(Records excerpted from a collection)
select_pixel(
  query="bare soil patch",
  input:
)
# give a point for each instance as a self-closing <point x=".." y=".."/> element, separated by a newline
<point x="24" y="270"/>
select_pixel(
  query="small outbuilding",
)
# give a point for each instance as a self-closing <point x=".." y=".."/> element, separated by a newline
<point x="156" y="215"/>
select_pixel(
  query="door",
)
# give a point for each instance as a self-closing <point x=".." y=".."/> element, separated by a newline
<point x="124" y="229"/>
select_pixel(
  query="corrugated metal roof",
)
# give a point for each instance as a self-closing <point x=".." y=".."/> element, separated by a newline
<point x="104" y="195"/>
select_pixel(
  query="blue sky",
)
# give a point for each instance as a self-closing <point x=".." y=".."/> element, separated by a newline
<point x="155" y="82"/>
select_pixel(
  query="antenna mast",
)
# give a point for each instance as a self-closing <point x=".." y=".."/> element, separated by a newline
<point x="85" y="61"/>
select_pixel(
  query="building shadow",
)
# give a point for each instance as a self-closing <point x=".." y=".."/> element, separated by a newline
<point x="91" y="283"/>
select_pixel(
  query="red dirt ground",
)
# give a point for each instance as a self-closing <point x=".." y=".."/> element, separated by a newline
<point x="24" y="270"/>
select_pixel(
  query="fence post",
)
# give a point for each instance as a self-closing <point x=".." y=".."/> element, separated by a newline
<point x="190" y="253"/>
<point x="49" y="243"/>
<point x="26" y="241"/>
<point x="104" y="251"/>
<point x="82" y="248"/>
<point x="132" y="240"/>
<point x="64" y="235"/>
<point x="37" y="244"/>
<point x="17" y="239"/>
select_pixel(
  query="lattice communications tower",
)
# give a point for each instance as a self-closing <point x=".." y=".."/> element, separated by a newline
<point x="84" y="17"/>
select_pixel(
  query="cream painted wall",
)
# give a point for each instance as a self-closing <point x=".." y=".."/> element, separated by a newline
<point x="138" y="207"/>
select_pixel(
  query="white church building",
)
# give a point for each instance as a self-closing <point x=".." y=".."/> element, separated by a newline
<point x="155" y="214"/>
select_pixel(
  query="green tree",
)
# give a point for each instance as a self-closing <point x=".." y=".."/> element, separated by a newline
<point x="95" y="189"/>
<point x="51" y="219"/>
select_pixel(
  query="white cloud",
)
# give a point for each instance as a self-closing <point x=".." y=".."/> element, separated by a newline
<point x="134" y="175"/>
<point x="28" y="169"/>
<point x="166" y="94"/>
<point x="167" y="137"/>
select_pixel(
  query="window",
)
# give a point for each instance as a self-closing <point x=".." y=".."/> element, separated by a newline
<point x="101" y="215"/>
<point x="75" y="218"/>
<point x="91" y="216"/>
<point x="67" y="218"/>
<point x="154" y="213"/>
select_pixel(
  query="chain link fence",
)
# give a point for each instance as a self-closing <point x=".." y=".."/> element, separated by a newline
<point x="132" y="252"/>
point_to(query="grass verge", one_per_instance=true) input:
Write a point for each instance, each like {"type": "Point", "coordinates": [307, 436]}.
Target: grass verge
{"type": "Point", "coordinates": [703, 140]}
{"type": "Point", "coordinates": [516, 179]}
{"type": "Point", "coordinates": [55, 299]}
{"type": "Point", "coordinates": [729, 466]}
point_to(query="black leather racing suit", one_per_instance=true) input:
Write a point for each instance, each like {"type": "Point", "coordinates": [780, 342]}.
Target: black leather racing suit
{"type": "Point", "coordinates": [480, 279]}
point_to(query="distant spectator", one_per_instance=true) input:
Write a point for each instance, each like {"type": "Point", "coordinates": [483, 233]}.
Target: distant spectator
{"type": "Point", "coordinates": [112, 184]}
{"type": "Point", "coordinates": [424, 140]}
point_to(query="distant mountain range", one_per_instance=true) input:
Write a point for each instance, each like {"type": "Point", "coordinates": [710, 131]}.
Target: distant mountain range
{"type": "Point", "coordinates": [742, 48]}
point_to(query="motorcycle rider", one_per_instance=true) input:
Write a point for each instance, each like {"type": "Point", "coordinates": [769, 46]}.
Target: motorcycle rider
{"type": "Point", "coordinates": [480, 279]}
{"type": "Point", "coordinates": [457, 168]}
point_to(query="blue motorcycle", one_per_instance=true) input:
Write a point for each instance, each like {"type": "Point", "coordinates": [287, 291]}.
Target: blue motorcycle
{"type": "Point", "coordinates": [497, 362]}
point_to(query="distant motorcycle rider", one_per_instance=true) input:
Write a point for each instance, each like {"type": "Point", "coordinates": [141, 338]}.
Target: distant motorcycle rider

▶ _TASK REQUIREMENTS_
Print again each line of the listing above, exactly as it appears.

▶ _ANSWER IN FULL_
select_pixel(
  query="bare soil patch",
  input:
)
# give a point for each instance as a self-closing <point x=".." y=".."/> element, separated by a newline
<point x="24" y="270"/>
select_pixel(
  query="small outbuilding",
)
# give a point for each instance as a self-closing <point x=".." y=".."/> element, separated by a newline
<point x="156" y="215"/>
select_pixel(
  query="door",
)
# give a point for each instance as a self-closing <point x=".." y=".."/> element, separated by a newline
<point x="124" y="229"/>
select_pixel(
  query="corrugated metal roof",
)
# give a point for each instance as a self-closing <point x=".." y=".."/> element, separated by a newline
<point x="104" y="195"/>
select_pixel(
  query="blue sky",
)
# give a point for each instance as a self-closing <point x=".." y=".."/> element, separated by a newline
<point x="155" y="82"/>
select_pixel(
  query="antenna mast",
)
# give a point for each instance as a self-closing <point x=".." y=".."/> element, separated by a newline
<point x="85" y="61"/>
select_pixel(
  query="building shadow",
)
# give a point for each instance as a self-closing <point x=".." y=".."/> element, separated by a newline
<point x="91" y="283"/>
select_pixel(
  query="red dirt ground",
)
# give a point for each instance as a self-closing <point x=".." y=".."/> element, separated by a newline
<point x="24" y="270"/>
select_pixel(
  query="fence post",
)
# give a point for each instance as a self-closing <point x=".." y=".."/> element, separated by a newline
<point x="190" y="253"/>
<point x="49" y="243"/>
<point x="26" y="241"/>
<point x="104" y="251"/>
<point x="82" y="248"/>
<point x="132" y="240"/>
<point x="64" y="235"/>
<point x="37" y="244"/>
<point x="17" y="239"/>
select_pixel(
  query="lattice communications tower",
)
# give a point for each instance as a self-closing <point x=".." y=".."/> element, separated by a newline
<point x="84" y="17"/>
select_pixel(
  query="cream painted wall",
)
# give a point for each instance as a self-closing <point x=".." y=".."/> element, separated by a newline
<point x="138" y="207"/>
select_pixel(
  query="white church building",
)
# give a point for each instance as a self-closing <point x=".." y=".."/> element, separated by a newline
<point x="155" y="214"/>
select_pixel(
  query="green tree",
)
# give a point for each instance as a self-closing <point x=".." y=".."/> element, separated by a newline
<point x="95" y="189"/>
<point x="51" y="219"/>
select_pixel(
  query="white cloud",
)
# give a point for each instance as a self-closing <point x=".." y=".."/> element, separated by a newline
<point x="134" y="175"/>
<point x="28" y="169"/>
<point x="166" y="94"/>
<point x="167" y="137"/>
select_pixel(
  query="window",
)
# give a point for each instance as a self-closing <point x=".." y=".."/> element, separated by a newline
<point x="101" y="215"/>
<point x="75" y="218"/>
<point x="91" y="216"/>
<point x="67" y="218"/>
<point x="154" y="213"/>
select_pixel(
  query="chain link fence",
)
# give a point for each instance as a self-closing <point x=".." y=".."/> element, separated by a newline
<point x="132" y="252"/>
point_to(query="grass verge", one_per_instance=true) input:
Write a point for each instance, each like {"type": "Point", "coordinates": [307, 436]}.
Target: grass verge
{"type": "Point", "coordinates": [703, 140]}
{"type": "Point", "coordinates": [516, 179]}
{"type": "Point", "coordinates": [55, 299]}
{"type": "Point", "coordinates": [729, 466]}
point_to(query="black leather racing suit", one_per_instance=true) input:
Write a point for each instance, each like {"type": "Point", "coordinates": [780, 342]}.
Target: black leather racing suit
{"type": "Point", "coordinates": [480, 279]}
point_to(query="distant spectator", one_per_instance=true) input:
Write a point for each instance, each like {"type": "Point", "coordinates": [483, 233]}.
Target: distant spectator
{"type": "Point", "coordinates": [112, 184]}
{"type": "Point", "coordinates": [424, 140]}
point_to(query="distant mountain range", one_per_instance=true) input:
Write a point for each instance, each like {"type": "Point", "coordinates": [710, 131]}.
Target: distant mountain range
{"type": "Point", "coordinates": [742, 48]}
point_to(query="motorcycle rider", one_per_instance=true) input:
Write a point for each instance, each like {"type": "Point", "coordinates": [769, 46]}.
Target: motorcycle rider
{"type": "Point", "coordinates": [480, 279]}
{"type": "Point", "coordinates": [457, 168]}
point_to(query="blue motorcycle", one_per_instance=true) input:
Write a point for each instance, each like {"type": "Point", "coordinates": [287, 291]}.
Target: blue motorcycle
{"type": "Point", "coordinates": [497, 362]}
point_to(query="distant motorcycle rider", one_per_instance=true) input:
Write a point for each instance, each like {"type": "Point", "coordinates": [141, 338]}.
Target: distant motorcycle rider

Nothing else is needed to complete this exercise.